--- begin Article ---

FIG. 1A illustrates a most common joint A for connecting two ends A11, A21 of two beams A1, A2 coaxially together, wherein a radial slot A12 is formed at one end A11 of the first beam A1 while a narrowed latch A22 is formed at one end A21 of the second beam A2. By fittedly inserting the latch A22 into the slot A12, the second beam A2 can be joined with the first beam A1 to form an elongated beam.
FIG. 1B illustrates another common joint B for connecting two ends B11, B21 of a first and a second beam B1, B2 coaxially together, wherein each end B11, B21 of the first and second beams B1, B2 forms a semi-circular latch B12, B22, so that by overlappingly connecting the two semi-circular latches B12, B22 together, the first and second beams B1, B2 can also be joined to form an elongated beam.

--- end Article ---

→ Aim of the exercise
Please state what shape the latches at the beam ends take in joint B, according to the passage on beam joints. The listing that comes next is separate material, unrelated to the passage on beam joints.

--- begin Stored data ---

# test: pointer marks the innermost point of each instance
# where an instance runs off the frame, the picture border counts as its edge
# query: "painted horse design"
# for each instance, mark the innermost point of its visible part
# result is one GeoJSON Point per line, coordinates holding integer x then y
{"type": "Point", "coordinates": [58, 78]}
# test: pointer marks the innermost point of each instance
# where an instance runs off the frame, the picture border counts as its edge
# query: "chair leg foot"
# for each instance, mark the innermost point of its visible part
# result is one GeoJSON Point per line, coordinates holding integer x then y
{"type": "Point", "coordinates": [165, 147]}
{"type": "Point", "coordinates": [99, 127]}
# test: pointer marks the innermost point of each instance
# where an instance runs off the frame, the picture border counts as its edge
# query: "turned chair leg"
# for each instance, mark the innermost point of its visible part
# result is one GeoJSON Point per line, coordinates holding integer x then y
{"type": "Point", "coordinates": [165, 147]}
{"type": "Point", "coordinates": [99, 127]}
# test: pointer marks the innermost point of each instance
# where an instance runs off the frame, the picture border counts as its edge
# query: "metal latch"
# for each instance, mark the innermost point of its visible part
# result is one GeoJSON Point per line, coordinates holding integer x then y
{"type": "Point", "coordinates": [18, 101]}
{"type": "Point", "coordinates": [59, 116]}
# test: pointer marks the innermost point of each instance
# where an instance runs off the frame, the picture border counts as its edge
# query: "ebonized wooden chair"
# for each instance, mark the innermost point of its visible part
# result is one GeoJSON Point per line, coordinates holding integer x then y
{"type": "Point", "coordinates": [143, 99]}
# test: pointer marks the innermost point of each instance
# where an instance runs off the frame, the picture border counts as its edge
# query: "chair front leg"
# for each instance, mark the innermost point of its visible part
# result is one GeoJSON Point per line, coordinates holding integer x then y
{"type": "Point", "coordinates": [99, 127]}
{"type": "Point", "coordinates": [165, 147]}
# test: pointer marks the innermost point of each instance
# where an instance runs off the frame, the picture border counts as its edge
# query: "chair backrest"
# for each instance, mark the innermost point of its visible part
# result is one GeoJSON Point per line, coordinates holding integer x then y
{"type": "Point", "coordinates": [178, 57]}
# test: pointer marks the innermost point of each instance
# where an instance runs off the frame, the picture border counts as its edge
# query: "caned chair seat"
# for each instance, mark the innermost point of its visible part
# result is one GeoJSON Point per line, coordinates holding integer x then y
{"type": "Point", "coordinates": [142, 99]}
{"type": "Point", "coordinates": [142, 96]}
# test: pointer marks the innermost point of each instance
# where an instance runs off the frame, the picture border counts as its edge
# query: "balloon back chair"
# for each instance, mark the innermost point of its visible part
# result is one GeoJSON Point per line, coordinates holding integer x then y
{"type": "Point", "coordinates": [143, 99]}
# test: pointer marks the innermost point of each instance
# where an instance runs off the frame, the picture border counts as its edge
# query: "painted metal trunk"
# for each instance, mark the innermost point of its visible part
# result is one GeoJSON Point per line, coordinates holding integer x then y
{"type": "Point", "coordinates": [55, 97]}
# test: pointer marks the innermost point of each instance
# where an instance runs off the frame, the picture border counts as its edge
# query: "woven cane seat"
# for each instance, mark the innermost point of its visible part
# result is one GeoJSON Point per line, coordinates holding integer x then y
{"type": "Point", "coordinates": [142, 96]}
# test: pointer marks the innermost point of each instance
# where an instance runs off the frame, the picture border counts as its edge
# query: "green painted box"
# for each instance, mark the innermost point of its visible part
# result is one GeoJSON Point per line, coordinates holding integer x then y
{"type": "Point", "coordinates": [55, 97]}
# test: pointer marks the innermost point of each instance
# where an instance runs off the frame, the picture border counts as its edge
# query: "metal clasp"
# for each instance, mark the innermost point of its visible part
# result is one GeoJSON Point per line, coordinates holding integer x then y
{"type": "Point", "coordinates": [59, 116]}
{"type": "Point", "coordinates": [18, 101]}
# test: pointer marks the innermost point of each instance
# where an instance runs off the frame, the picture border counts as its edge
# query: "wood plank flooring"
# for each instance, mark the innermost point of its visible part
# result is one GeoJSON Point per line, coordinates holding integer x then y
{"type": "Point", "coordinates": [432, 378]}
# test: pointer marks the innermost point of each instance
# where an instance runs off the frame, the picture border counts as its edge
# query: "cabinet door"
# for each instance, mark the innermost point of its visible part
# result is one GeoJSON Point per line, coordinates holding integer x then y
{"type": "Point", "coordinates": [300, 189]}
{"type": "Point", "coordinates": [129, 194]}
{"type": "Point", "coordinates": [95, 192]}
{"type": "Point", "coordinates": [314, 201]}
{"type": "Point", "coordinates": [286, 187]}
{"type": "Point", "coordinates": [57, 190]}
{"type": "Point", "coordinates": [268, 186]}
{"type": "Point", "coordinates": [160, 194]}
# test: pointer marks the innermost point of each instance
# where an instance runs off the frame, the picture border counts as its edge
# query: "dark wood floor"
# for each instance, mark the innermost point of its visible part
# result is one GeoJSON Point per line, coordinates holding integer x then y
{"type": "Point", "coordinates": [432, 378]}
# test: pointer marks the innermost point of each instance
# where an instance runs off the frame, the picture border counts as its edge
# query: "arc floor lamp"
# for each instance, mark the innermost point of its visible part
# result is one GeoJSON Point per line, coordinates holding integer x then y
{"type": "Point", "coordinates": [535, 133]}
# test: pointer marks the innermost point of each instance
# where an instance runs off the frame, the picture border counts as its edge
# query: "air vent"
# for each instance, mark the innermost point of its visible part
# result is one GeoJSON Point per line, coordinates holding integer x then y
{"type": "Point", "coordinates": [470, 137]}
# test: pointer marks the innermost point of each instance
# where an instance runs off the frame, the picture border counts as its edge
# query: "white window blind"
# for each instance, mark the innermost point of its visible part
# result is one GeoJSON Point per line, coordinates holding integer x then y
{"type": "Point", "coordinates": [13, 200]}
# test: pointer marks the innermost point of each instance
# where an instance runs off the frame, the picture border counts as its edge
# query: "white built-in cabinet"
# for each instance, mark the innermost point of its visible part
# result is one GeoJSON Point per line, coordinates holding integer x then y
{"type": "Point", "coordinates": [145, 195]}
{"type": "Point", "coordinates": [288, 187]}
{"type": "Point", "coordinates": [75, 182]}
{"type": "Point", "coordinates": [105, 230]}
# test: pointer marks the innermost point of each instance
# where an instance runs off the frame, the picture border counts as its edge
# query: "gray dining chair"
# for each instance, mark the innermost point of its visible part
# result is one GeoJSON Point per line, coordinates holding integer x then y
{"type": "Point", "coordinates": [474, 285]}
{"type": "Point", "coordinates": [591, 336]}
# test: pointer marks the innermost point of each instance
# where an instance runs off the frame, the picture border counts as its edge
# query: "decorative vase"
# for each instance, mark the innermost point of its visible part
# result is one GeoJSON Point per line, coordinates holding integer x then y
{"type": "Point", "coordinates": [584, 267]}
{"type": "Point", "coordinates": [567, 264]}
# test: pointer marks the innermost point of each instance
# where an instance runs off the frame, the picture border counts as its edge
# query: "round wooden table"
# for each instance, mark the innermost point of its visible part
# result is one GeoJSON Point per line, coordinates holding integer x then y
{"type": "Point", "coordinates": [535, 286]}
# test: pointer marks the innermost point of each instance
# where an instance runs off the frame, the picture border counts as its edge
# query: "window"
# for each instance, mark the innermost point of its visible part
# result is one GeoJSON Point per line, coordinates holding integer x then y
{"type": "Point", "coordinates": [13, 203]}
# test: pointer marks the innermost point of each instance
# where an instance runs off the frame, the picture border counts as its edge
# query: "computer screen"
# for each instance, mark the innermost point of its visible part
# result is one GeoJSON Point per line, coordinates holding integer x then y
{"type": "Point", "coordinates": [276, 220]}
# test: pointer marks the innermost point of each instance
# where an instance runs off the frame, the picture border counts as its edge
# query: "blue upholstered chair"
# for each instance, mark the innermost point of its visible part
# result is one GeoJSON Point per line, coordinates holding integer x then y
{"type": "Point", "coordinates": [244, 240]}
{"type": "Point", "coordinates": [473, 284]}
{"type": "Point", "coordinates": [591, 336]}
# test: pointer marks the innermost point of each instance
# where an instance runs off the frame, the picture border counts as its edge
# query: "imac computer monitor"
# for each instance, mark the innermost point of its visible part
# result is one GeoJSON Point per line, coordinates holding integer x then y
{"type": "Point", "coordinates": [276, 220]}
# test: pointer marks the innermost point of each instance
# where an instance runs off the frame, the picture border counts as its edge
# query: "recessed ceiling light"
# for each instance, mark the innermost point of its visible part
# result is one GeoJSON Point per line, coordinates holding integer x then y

--- end Stored data ---

→ Complete response
They are semi-circular.